-------- DATA ROWS

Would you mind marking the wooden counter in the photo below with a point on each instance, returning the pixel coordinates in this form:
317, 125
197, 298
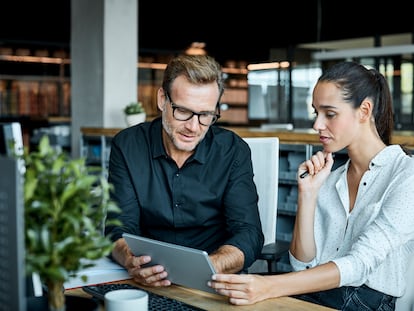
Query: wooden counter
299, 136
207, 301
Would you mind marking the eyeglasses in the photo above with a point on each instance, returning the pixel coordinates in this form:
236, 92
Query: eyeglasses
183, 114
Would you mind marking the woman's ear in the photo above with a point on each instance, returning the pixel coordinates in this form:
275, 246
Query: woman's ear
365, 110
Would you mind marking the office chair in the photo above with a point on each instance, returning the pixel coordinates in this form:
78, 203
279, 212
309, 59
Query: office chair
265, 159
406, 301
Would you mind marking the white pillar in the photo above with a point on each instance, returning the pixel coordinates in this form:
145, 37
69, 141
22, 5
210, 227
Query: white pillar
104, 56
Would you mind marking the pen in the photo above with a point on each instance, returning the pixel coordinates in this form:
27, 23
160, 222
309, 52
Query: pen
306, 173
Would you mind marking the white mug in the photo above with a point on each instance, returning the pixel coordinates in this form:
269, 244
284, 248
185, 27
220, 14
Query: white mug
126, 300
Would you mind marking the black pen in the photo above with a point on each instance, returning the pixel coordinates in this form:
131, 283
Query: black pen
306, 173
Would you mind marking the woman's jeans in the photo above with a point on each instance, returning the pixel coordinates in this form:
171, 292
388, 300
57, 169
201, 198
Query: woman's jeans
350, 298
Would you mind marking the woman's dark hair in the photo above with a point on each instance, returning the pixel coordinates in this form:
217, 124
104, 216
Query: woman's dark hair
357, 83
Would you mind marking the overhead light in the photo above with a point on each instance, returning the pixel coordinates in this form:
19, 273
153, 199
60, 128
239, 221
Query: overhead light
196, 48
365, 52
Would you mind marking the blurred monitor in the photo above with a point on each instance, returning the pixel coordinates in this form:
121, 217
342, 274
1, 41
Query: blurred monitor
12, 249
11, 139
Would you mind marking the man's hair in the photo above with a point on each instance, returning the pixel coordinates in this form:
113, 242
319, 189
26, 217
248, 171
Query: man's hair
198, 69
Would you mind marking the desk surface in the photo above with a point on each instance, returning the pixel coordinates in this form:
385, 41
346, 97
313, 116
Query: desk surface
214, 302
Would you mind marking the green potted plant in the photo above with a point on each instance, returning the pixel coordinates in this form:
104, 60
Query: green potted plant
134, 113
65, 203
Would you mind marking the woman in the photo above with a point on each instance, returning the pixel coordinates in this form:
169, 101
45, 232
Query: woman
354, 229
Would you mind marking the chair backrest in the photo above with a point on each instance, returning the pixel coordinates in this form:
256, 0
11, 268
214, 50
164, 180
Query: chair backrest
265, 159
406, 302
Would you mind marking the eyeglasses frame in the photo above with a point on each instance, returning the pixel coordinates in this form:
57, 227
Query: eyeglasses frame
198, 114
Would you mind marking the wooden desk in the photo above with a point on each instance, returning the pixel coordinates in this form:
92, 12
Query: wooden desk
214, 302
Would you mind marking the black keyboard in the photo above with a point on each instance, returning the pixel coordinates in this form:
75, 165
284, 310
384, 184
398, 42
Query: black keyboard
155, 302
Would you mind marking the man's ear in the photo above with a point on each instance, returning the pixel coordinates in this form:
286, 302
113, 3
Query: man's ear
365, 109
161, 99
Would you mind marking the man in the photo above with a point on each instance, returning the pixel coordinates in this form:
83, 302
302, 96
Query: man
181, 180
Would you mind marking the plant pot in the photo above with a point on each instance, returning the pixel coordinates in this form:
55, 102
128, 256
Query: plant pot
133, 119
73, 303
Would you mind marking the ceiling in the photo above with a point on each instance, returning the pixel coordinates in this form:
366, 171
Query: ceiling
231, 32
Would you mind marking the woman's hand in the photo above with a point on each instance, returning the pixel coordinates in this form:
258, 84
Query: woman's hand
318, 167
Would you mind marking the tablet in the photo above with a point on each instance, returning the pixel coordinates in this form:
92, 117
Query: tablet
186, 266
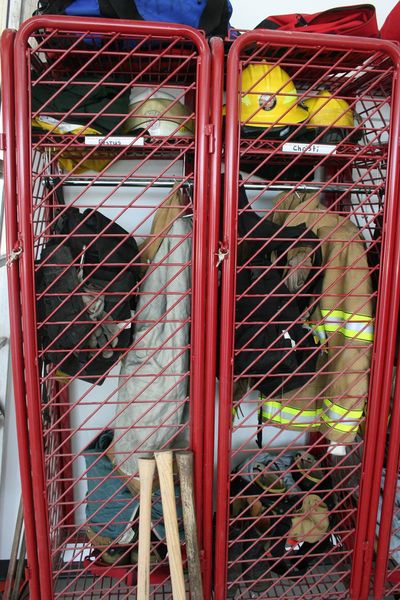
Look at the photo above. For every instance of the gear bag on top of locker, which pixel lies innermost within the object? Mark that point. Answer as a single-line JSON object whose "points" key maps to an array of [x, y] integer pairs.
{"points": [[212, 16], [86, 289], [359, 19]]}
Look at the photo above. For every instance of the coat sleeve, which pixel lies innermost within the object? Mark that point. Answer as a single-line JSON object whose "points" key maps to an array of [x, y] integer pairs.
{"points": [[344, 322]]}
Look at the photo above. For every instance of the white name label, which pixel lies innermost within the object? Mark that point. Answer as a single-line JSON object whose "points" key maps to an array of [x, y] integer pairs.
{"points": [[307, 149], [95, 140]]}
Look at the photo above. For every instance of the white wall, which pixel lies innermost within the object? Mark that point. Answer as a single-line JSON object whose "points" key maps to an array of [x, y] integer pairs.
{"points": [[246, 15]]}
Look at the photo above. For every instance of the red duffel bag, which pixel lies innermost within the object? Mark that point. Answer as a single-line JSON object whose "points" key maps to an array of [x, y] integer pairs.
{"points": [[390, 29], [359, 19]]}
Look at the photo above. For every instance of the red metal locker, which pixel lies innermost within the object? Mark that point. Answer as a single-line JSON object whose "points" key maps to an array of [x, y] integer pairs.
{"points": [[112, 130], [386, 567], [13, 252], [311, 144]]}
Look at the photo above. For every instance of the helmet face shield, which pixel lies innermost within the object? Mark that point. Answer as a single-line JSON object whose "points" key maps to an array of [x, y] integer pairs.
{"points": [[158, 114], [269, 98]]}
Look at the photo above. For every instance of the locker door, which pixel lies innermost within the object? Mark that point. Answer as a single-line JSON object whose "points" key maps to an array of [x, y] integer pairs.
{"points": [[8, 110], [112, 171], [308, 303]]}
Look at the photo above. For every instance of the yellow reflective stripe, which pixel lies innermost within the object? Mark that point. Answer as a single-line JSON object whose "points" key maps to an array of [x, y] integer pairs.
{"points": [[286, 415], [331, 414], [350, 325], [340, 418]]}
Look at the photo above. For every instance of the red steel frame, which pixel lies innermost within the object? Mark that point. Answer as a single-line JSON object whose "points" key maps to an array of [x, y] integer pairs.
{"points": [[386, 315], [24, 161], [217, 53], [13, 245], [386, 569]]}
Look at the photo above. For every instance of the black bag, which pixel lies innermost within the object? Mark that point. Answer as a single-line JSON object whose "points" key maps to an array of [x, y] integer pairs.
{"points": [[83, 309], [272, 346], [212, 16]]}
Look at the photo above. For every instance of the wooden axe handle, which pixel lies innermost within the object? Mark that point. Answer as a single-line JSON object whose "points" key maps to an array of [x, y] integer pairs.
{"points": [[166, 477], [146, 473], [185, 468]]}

----------------
-------- DATA ROWS

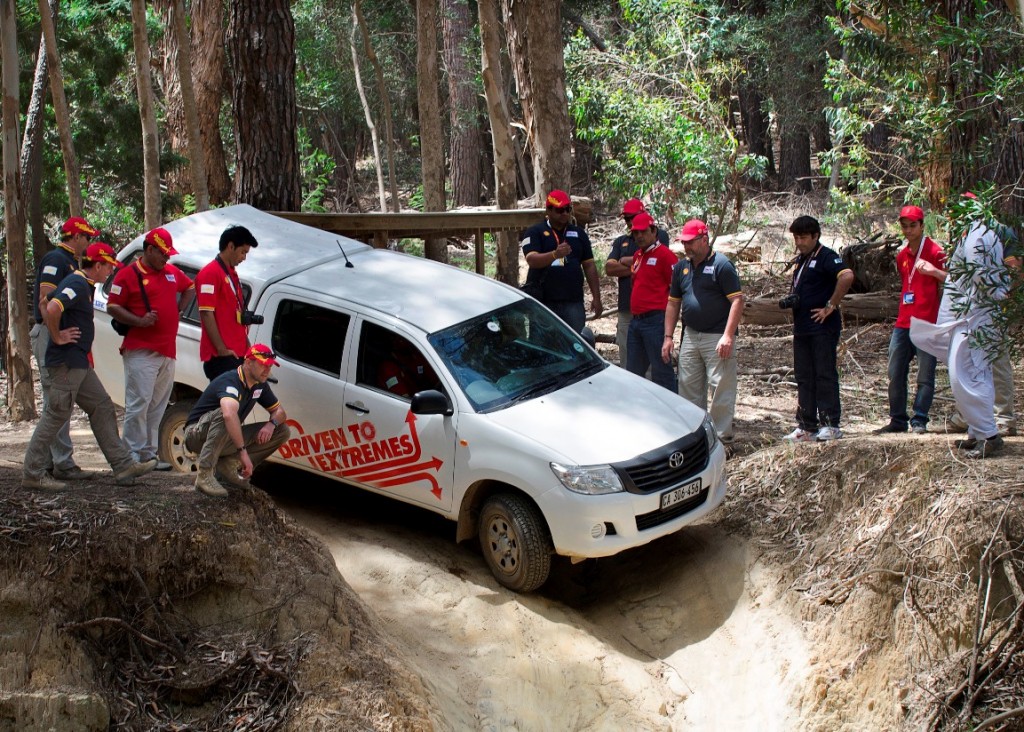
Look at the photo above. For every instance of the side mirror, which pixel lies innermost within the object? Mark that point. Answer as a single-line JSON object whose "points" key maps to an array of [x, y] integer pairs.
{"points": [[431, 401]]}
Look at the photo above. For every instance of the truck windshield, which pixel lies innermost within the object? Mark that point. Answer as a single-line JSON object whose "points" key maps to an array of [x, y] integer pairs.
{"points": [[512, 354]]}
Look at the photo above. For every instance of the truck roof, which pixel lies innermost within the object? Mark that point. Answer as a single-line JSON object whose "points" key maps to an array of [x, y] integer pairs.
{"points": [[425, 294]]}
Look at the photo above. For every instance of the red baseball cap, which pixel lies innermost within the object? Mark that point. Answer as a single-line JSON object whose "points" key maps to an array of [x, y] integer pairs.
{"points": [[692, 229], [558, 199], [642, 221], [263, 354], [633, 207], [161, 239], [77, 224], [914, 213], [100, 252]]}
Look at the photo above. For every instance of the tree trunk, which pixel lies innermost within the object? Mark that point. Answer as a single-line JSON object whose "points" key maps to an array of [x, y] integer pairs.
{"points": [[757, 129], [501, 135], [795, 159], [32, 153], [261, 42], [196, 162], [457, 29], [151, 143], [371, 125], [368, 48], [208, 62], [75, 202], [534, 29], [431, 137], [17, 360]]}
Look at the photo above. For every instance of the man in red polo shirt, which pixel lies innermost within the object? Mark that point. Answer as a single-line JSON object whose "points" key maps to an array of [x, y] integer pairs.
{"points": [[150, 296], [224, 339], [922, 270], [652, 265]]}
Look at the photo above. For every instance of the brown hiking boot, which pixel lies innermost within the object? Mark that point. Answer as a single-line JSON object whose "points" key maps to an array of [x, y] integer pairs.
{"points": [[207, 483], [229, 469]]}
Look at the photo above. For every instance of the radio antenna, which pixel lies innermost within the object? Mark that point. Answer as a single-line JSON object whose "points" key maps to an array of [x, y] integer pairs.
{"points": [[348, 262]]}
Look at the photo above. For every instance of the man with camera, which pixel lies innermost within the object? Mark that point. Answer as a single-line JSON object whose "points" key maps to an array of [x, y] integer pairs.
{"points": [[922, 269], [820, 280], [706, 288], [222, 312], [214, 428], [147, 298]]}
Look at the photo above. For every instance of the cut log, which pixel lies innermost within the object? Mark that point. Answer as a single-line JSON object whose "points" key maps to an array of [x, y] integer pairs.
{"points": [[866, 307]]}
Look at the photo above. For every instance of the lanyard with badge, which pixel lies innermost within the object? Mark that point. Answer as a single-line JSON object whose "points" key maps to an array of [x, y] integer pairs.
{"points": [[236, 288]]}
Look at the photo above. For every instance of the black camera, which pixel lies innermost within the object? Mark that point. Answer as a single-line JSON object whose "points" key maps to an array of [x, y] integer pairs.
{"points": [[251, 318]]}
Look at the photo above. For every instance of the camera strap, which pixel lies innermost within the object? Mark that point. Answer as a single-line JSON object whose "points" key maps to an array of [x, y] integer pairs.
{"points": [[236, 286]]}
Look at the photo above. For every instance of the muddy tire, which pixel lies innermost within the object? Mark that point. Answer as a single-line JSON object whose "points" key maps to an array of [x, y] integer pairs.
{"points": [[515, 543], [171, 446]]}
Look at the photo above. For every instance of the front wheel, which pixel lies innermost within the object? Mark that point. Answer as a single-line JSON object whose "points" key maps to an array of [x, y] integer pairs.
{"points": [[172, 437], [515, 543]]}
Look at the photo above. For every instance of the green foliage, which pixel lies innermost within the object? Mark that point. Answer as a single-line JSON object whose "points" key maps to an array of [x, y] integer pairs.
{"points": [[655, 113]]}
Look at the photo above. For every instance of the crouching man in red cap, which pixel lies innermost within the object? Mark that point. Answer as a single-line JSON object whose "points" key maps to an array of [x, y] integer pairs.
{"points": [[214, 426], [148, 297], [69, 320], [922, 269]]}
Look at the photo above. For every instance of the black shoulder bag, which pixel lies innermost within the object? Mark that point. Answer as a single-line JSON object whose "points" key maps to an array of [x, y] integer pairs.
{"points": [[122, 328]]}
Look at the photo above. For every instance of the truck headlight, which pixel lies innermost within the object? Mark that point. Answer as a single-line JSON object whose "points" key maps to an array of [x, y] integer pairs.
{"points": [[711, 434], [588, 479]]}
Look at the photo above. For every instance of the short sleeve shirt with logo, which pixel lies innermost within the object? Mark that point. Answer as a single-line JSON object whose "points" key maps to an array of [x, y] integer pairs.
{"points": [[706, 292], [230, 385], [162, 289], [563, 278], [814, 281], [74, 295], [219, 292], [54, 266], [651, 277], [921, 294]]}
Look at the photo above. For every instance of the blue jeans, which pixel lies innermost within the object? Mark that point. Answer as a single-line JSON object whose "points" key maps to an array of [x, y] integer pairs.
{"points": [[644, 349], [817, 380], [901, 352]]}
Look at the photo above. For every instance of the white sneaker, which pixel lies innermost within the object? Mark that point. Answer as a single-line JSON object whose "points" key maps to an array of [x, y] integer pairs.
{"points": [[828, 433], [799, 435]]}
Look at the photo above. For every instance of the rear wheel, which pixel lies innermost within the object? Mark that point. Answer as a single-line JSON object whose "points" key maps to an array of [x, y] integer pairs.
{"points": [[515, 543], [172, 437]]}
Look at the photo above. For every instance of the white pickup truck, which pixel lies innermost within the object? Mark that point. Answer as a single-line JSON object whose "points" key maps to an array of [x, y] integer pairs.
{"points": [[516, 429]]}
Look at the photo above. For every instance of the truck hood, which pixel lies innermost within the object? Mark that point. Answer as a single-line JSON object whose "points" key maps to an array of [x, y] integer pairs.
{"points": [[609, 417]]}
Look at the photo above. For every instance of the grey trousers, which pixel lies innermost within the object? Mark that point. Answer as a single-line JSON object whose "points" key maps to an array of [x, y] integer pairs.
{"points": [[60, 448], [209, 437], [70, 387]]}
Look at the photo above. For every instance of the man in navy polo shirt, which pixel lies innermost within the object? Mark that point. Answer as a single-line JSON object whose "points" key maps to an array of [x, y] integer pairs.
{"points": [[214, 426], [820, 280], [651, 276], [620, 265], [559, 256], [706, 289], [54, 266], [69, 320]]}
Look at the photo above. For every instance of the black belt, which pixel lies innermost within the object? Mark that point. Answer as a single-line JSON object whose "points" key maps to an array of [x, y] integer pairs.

----------------

* _WHAT TO WORK ON_: Gather each line in the material above that contains the string "counter" and copy those lines out in full.

* _FINISHED EXERCISE_:
Would you mind marking the wooden counter in the photo below with a point on each instance, returning the pixel coordinates in this form:
Query: wooden counter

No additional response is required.